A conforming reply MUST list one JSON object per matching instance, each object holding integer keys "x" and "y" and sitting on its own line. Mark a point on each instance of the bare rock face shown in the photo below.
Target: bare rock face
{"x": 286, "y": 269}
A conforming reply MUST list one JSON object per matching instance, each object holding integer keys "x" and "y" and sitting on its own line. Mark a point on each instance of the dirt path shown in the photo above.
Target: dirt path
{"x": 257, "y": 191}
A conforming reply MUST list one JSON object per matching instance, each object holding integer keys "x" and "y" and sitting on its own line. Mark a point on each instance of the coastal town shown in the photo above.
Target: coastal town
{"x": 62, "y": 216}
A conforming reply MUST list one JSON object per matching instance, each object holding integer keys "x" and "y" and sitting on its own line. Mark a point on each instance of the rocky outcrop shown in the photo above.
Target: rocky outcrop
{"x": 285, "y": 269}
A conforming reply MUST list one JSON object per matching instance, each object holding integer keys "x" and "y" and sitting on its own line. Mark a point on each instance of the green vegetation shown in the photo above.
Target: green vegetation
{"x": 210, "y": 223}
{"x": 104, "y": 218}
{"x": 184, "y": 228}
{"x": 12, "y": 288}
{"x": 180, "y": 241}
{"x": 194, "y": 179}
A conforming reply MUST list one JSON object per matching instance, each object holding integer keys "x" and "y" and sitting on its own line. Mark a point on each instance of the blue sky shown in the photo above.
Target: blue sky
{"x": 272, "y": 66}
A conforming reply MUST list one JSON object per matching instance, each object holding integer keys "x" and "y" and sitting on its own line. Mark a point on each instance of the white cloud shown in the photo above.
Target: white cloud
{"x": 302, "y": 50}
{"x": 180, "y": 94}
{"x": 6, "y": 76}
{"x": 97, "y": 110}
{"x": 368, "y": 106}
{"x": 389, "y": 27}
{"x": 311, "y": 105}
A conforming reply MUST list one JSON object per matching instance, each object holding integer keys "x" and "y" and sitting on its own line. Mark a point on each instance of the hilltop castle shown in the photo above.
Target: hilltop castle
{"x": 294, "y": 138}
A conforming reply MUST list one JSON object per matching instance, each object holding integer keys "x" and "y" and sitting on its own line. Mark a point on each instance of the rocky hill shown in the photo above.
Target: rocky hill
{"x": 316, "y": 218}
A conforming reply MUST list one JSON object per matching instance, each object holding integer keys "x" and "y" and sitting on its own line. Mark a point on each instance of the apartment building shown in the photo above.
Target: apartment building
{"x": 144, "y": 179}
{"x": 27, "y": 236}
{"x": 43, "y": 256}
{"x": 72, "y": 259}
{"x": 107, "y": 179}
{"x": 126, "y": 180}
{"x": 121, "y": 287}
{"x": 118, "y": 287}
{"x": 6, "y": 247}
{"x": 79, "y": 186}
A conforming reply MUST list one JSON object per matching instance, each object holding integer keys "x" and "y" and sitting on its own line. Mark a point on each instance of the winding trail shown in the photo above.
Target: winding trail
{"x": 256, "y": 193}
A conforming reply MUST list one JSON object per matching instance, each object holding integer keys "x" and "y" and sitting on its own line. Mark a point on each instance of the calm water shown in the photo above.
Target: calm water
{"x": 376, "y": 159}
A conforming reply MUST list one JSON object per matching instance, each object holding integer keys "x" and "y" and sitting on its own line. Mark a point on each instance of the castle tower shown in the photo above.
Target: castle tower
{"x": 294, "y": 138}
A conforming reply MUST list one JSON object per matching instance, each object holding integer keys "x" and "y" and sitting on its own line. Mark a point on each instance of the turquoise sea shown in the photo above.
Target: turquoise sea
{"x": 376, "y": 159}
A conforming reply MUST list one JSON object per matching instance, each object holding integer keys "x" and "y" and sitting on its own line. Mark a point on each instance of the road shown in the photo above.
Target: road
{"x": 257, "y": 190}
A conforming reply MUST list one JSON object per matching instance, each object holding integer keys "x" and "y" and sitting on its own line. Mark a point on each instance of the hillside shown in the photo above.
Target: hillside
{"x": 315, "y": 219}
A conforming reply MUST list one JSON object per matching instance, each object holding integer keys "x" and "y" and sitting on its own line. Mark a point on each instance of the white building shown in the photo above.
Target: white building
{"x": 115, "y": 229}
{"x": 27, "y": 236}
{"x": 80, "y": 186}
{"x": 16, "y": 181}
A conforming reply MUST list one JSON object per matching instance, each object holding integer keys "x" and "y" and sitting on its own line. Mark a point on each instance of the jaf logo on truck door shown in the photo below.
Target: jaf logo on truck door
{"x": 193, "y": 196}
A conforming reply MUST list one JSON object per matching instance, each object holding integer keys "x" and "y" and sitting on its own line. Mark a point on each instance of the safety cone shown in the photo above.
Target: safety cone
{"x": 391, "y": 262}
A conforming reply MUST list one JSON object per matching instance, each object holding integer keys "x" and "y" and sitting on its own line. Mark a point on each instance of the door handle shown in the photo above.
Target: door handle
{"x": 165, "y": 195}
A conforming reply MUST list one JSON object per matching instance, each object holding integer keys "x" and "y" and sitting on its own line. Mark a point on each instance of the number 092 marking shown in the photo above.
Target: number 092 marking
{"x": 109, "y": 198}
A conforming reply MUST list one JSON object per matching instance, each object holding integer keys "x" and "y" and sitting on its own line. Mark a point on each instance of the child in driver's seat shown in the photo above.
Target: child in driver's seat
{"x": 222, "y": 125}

__TASK PROMPT__
The entries above must be returned in full, exactly as shown.

__FULL ANSWER__
A conforming reply MUST list one JSON object per matching instance, each object holding integer keys "x" and "y" and sitting on its own line. Mark a point on each instance of the bare rock face shown in the photo below.
Target: bare rock face
{"x": 286, "y": 269}
A conforming reply MUST list one JSON object per matching instance, each object holding integer keys "x" and "y" and sitting on its own line. Mark a point on each instance of the dirt path shown in the photo above.
Target: dirt path
{"x": 257, "y": 191}
A conforming reply MUST list one JSON object per matching instance, each object holding integer keys "x" and "y" and sitting on its own line. Mark a point on each instance of the coastal town shown in the photo above.
Target: coastal town
{"x": 62, "y": 216}
A conforming reply MUST list one JSON object per matching instance, each object holding integer keys "x" and "y" and sitting on its own line. Mark a point on each instance of the rocky outcrop shown in the photo above.
Target: rocky outcrop
{"x": 285, "y": 269}
A conforming reply MUST list one JSON object per matching instance, each object holding integer keys "x" and "y" and sitting on its own line. Mark a point on each instance of the green vegetation shown in the photo above.
Target: green vegetation
{"x": 210, "y": 223}
{"x": 104, "y": 218}
{"x": 184, "y": 228}
{"x": 12, "y": 288}
{"x": 180, "y": 241}
{"x": 194, "y": 179}
A conforming reply MUST list one JSON object per matching instance, each object holding integer keys "x" and "y" and sitting on its own line. Mark a point on each instance of the blue sky shown in the photo above.
Target: blue sky
{"x": 272, "y": 66}
A conforming reply MUST list one JSON object per matching instance, each object holding integer keys "x" and "y" and sitting on its own line. Mark a point on each instance of the white cloud shown in the photo above.
Target: white cloud
{"x": 302, "y": 50}
{"x": 180, "y": 94}
{"x": 6, "y": 76}
{"x": 97, "y": 110}
{"x": 368, "y": 106}
{"x": 389, "y": 27}
{"x": 311, "y": 105}
A conforming reply MUST list one JSON object per matching instance, each object holding integer keys "x" and "y" and sitting on its own line. Mark a point on each instance of the hilltop castle shown in the photo above.
Target: hilltop castle
{"x": 294, "y": 138}
A conforming reply MUST list one JSON object per matching instance, each object holding integer keys "x" and "y" and sitting on its own line. Mark a point on each instance of the rocky hill shown in the photo above.
Target: rocky hill
{"x": 316, "y": 218}
A conforming reply MUST list one JSON object per matching instance, each object holding integer keys "x" and "y" and sitting on its own line. Mark a point on each instance of the apartment building shown in the photo above.
Target: apartment building
{"x": 144, "y": 179}
{"x": 27, "y": 236}
{"x": 43, "y": 256}
{"x": 72, "y": 259}
{"x": 107, "y": 179}
{"x": 126, "y": 180}
{"x": 121, "y": 287}
{"x": 118, "y": 287}
{"x": 6, "y": 247}
{"x": 79, "y": 186}
A conforming reply MUST list one JSON object per matching instance, each object holding integer keys "x" and "y" and sitting on its own line. Mark a point on each instance of the winding trail shown in the photo above.
Target: winding trail
{"x": 256, "y": 193}
A conforming reply MUST list one JSON object per matching instance, each object holding integer keys "x" and "y" and sitting on its own line. Mark a point on each instance of the calm water shown in the photo above.
Target: calm water
{"x": 376, "y": 159}
A conforming reply MUST list one JSON object per matching instance, each object holding integer keys "x" and "y" and sitting on its own line. Mark a point on each instance of the castle tower shown in the photo above.
Target: castle tower
{"x": 294, "y": 138}
A conforming reply MUST list one JSON object per matching instance, each object holding integer keys "x" and "y" and sitting on its own line. Mark a point on each instance of the turquoise sea shown in the photo above.
Target: turquoise sea
{"x": 376, "y": 159}
A conforming reply MUST list one JSON object per matching instance, each object holding integer keys "x" and "y" and sitting on its own line. Mark a point on each instance of the road shown in the photo above.
Target: road
{"x": 257, "y": 190}
A conforming reply MUST list one JSON object per matching instance, each object holding integer keys "x" and "y" and sitting on its own line. Mark a point on each instance of the hillside shown in the photo above.
Target: hillside
{"x": 315, "y": 219}
A conforming reply MUST list one JSON object per matching instance, each object holding integer keys "x" and "y" and sitting on its own line. Mark a point on each instance of the white building shown in the photo above.
Target: white building
{"x": 115, "y": 229}
{"x": 27, "y": 236}
{"x": 80, "y": 186}
{"x": 16, "y": 181}
A conforming reply MUST list one JSON object per matching instance, each object holding integer keys "x" and "y" and sitting on its own line. Mark a point on each instance of the jaf logo on truck door shown in the photo below.
Target: jaf logo on truck door
{"x": 193, "y": 196}
A conforming reply MUST list one JSON object per matching instance, each object holding integer keys "x" and "y" and sitting on its own line. Mark a point on each instance of the safety cone shown in the photo above.
Target: safety cone
{"x": 391, "y": 262}
A conforming reply MUST list one JSON object per matching instance, each object holding integer keys "x" and "y" and sitting on its own line. Mark a point on each instance of the door handle shown in the photo above.
Target: door handle
{"x": 165, "y": 195}
A conforming reply MUST list one JSON object per matching instance, each object holding integer keys "x" and "y" and sitting on its own line. Mark a point on each instance of the number 092 marking shown in the photo above.
Target: number 092 marking
{"x": 109, "y": 198}
A conforming reply MUST list one JSON object per matching instance, each object holding integer keys "x" and "y" and sitting on its own line. Mark a point on each instance of the child in driver's seat shown in the photo above.
Target: child in driver's seat
{"x": 222, "y": 125}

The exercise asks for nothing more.